SOURCE DATA:
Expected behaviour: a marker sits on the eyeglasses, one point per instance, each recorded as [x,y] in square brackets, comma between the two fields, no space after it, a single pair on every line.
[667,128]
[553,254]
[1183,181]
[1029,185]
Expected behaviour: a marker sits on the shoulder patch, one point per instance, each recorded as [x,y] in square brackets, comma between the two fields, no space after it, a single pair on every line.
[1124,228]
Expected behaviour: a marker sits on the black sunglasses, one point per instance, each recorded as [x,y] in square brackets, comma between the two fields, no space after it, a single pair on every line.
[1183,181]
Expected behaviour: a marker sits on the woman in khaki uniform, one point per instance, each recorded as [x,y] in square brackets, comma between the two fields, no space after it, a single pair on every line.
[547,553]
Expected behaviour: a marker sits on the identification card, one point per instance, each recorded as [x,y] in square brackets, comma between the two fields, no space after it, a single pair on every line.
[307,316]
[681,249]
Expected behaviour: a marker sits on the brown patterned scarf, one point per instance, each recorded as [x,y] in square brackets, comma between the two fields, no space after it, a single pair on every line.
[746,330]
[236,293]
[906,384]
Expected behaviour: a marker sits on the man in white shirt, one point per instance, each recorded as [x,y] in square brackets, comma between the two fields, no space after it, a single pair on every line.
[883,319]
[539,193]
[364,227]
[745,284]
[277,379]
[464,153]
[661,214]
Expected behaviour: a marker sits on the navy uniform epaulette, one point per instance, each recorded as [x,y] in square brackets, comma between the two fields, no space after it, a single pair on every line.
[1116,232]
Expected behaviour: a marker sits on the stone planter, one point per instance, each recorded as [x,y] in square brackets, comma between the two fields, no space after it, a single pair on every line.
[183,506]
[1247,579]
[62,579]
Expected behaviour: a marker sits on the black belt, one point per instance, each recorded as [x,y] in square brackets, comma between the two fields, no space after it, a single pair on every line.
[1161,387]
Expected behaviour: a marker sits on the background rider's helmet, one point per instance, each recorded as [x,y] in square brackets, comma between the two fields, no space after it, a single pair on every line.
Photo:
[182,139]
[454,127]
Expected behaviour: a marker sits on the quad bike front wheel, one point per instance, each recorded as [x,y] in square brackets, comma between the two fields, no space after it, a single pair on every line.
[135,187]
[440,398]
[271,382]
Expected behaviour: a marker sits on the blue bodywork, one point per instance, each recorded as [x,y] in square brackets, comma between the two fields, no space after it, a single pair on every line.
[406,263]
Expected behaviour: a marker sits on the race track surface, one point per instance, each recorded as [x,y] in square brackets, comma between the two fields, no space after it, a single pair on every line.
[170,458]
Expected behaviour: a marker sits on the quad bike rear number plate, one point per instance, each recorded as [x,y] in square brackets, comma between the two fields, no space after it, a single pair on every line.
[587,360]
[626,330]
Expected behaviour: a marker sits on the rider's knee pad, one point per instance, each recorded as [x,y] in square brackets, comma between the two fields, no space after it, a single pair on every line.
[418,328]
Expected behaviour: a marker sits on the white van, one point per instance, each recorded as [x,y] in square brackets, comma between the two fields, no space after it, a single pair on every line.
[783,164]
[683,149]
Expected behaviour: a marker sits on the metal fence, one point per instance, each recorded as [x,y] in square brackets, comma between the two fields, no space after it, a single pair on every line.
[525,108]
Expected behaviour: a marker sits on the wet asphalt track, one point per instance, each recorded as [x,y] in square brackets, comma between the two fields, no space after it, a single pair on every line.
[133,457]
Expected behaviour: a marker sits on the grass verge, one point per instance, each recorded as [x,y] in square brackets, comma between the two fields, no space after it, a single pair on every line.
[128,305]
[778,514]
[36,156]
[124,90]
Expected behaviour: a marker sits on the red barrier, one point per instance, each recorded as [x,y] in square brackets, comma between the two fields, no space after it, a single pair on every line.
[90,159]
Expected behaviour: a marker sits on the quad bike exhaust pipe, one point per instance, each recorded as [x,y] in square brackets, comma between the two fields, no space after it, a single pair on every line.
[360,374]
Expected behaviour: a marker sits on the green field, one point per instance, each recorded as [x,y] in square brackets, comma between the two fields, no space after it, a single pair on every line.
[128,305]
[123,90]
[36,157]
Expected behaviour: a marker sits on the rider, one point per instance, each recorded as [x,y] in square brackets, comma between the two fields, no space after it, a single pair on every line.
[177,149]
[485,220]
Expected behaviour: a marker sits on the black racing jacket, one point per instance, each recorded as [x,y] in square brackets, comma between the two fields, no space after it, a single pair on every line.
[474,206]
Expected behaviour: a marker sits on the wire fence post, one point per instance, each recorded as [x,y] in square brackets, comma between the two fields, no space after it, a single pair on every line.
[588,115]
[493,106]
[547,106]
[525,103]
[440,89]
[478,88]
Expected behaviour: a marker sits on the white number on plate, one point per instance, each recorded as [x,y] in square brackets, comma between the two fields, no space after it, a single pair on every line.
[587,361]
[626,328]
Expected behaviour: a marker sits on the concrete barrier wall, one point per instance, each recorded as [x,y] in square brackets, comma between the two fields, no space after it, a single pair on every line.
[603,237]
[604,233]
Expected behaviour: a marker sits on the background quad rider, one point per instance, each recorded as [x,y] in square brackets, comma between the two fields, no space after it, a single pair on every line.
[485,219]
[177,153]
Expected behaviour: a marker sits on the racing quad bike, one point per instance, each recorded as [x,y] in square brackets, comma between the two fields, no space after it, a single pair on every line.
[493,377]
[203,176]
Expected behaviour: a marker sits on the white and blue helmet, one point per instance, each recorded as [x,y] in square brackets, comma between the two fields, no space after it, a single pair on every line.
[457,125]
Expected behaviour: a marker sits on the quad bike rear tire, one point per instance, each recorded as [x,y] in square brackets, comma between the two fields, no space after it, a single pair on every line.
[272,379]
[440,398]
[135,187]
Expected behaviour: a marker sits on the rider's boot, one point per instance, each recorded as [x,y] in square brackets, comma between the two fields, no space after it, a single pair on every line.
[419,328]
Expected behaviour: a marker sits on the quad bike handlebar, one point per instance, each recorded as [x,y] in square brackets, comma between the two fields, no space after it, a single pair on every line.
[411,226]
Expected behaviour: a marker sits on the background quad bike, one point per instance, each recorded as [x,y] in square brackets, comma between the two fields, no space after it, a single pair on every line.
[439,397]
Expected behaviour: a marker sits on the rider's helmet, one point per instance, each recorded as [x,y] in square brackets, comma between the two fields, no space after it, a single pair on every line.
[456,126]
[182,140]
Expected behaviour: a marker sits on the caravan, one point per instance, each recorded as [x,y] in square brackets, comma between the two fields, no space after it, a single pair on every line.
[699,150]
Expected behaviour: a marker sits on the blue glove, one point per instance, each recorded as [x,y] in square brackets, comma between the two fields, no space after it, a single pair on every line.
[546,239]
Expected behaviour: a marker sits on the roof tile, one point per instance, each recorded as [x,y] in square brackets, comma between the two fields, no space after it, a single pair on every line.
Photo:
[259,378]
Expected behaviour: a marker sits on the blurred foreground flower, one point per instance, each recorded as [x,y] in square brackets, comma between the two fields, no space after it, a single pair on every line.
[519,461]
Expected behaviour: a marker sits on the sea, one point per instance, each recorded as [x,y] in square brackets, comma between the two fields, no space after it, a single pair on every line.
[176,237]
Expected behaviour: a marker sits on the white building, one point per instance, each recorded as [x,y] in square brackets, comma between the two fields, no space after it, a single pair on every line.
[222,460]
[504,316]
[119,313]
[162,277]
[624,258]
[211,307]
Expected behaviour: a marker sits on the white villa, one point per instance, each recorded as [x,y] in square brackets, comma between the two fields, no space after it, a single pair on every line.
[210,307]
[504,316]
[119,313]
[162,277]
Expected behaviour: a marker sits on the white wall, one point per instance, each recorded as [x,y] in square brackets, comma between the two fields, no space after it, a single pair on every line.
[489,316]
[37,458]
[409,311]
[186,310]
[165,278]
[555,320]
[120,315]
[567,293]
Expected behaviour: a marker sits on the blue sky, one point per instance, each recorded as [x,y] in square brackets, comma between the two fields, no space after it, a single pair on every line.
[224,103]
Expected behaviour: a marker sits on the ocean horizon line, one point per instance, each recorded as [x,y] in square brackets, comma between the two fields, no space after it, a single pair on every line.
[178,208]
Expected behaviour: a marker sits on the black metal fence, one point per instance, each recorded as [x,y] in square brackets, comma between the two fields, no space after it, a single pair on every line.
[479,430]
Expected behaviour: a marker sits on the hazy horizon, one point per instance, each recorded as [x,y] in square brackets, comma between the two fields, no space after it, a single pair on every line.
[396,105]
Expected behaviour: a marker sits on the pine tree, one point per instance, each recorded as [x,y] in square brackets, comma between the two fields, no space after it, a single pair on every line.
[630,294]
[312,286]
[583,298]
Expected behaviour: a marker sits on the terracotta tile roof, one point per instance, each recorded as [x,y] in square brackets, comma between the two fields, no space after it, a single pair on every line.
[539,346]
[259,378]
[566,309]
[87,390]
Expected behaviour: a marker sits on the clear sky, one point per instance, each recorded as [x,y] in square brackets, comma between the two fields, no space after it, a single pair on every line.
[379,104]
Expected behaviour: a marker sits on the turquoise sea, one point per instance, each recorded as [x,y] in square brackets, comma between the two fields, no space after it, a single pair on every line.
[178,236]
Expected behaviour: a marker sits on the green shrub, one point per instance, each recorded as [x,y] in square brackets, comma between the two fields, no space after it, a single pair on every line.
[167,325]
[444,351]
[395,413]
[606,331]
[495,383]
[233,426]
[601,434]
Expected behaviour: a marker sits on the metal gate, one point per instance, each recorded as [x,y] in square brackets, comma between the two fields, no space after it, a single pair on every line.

WHAT IS EXPECTED: Give back exactly the lines that run from the line with "Expected behaviour: a marker sits on the turquoise" through the close of the material, counting both ends, and nothing more.

PROBLEM SOLUTION:
Expected behaviour: a marker sits on the turquoise sea, one point per instance, each recorded as [x,y] in square brackets, comma between the two fields, no space after it, a single pair on every line.
[178,236]
Expected behaviour: a marker sits on the green shrub, one point per instance, each recorded as [x,y] in square brackets, comma between the two fields, no space after it, a single pair on every line.
[167,325]
[444,351]
[395,413]
[606,331]
[495,383]
[233,426]
[601,434]
Expected behaviour: a marker sits on the metal gate, one point per instance, each recorded as [x,y] in square brackets, comma between the two fields, no space after it, a single pair on every line.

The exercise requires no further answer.